Action item: Copy every line from the entries below that contains the word "positive", leaving out all other lines.

Materials provided:
————
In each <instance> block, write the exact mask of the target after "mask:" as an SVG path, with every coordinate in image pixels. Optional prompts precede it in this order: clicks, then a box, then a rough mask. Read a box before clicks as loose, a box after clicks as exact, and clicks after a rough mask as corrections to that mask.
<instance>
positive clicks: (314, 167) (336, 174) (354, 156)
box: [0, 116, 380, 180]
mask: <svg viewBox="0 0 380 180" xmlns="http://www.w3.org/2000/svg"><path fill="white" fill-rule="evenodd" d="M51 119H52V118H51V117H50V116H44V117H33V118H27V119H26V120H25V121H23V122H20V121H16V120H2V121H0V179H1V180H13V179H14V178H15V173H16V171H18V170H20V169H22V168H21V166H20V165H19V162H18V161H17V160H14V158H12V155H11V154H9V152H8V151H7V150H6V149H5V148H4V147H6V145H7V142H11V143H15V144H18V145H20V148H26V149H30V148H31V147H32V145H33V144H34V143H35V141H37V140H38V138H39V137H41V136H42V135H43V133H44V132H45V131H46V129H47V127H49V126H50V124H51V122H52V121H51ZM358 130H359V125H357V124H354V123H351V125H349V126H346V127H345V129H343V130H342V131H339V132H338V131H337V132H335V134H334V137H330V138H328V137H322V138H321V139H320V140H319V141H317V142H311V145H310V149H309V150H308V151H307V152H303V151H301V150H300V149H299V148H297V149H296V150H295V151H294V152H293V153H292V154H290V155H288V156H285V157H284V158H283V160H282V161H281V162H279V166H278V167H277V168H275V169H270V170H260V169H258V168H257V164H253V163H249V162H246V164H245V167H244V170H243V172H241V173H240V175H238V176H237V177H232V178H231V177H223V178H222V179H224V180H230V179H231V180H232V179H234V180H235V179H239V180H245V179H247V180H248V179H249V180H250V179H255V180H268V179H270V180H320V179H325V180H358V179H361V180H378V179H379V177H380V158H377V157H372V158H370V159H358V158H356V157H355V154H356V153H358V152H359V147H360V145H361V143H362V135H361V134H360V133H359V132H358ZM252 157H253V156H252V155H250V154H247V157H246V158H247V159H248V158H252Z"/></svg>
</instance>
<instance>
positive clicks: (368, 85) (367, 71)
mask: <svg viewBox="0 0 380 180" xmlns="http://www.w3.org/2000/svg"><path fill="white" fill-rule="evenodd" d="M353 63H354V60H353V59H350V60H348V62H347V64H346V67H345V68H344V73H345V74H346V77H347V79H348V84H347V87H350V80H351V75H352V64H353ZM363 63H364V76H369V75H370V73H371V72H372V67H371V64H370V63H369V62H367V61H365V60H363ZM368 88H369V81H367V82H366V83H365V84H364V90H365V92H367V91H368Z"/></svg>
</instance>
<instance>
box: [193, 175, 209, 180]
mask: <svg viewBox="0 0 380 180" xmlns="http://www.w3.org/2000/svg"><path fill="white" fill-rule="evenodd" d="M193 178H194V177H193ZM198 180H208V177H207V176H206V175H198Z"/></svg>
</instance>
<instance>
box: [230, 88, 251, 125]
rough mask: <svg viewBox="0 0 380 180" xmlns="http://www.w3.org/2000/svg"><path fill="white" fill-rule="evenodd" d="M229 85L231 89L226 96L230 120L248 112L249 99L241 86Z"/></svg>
————
Task output:
positive clicks: (314, 167) (336, 174) (354, 156)
positive clicks: (368, 85) (367, 71)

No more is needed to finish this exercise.